> _TASK DIRECTIONS_
Skip the pictures. Repeat everything else in the records word for word.

• • • • • • •

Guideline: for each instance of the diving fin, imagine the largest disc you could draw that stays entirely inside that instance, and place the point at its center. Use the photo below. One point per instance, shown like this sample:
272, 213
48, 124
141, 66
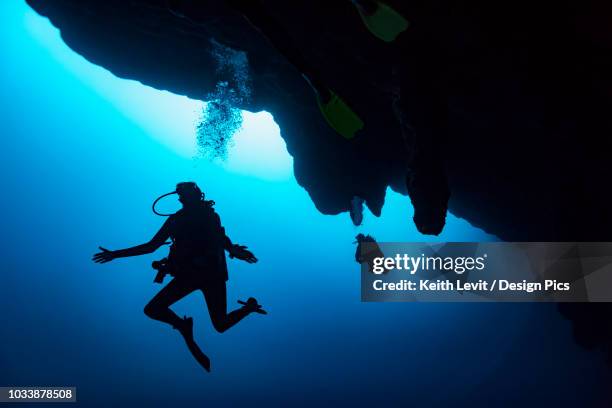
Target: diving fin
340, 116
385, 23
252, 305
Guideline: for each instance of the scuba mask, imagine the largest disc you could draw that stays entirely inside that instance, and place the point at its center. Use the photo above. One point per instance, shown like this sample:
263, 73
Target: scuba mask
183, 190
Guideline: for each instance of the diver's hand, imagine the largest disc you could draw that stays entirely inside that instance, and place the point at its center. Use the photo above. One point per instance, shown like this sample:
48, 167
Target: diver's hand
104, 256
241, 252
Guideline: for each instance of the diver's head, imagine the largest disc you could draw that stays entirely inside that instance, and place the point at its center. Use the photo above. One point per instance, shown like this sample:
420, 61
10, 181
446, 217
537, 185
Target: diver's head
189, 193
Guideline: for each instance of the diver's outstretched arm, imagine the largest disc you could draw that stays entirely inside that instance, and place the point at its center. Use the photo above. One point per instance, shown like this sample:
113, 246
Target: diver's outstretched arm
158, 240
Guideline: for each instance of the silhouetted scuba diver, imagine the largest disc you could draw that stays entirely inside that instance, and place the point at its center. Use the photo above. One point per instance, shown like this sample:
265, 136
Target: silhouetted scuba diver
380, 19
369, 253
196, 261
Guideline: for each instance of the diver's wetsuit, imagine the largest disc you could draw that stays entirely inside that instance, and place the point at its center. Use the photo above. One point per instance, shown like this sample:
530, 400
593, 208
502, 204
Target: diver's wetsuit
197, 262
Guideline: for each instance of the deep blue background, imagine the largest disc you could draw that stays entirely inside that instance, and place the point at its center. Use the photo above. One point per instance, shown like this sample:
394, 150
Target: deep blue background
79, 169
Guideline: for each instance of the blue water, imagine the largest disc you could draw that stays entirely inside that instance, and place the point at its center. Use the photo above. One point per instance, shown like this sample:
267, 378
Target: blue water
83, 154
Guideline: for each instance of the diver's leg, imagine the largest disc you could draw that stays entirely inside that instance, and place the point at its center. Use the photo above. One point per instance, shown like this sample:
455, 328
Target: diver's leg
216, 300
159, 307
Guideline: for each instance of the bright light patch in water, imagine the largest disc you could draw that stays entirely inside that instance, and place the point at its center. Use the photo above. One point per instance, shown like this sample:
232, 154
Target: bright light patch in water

• • • • • • •

> _EXERCISE ANSWER_
Guideline: for each instance of the diving fin, imagine the largest disc you could draw that stays entirely inside that instance, and place the point at its center. Use the photo below. One point per instance, shown like this sample:
272, 213
48, 124
141, 66
Target: diving fin
340, 116
385, 23
252, 305
Guideline: for each instance of the scuba mask, imagine the largest disc you could draw that stays entirely inside that instance, and place the point at its center. Use the photo above. One point per instance, shown like this sample:
263, 73
Target: scuba mask
183, 190
Guideline: for each instance of the diver's hand, imagine the largest disc you could draw that stays entirely inside that instance, and place the point at its center. Use the photo above. One point per instance, shown like this sample:
48, 167
Target: diver's hand
104, 256
241, 252
Guideline: for each instance of the diver's head, imagine the largest disc you could draw that stays entirely inside that instance, and place the point at its center. Use the photo above. One point per instance, shown like this sample:
420, 61
10, 181
446, 217
537, 185
Target: diver's head
189, 193
Guideline: for each instance of the diver's outstretched arm, imagine the largest disc you could draw that stays entirely inside that instance, and place the point at its center. Use the photo above. One point per instance, shown like this sample:
113, 246
Target: diver's outstretched arm
158, 240
Guideline: for each instance of the silhouetted scuba diver, imagine the largest disc you could draw that stays entirely inside that instance, and place the point at its center. Use the photo above. One point per instance, shown like this sample:
265, 136
Target: silhouetted scuba diver
380, 19
369, 253
196, 261
Guideline: for each instance of the diver's wetsuit, imagine the largest disc you could draw that stays entirely inside that instance, and place the point at its center. Use the photo above. One point per instance, shown like this sample:
530, 400
593, 208
502, 204
Target: diver's wetsuit
197, 262
Guideline: for each instance of the deep blue background, imagine the largest disc you could draw that stays entirely inside that instance, and place the point at its center. Use the photo above. One point per instance, shown like this sample:
394, 150
Target: deep blue background
79, 169
Guideline: for each instance of the blue water, imagine the largest disc you could draw that stays entirely inside that instance, and place the point at its center. Use the photo above. One point per instance, shown like this sample:
267, 378
Target: blue water
83, 154
Guideline: for each instance of the diver's leg, imagine the largest disc you could draw that stays entirely inside that instance, and place the point at its center. Use the photo above. One point per instance, shown like this sample:
455, 328
Target: diver's leg
216, 300
159, 307
Guideline: for each instance of the bright light patch in water, imagine the largest disc you could draw that stays entirely inside that instance, and place the point at its center. Use the photo above. One point per instance, shown like this sample:
232, 154
Target: bright light patch in water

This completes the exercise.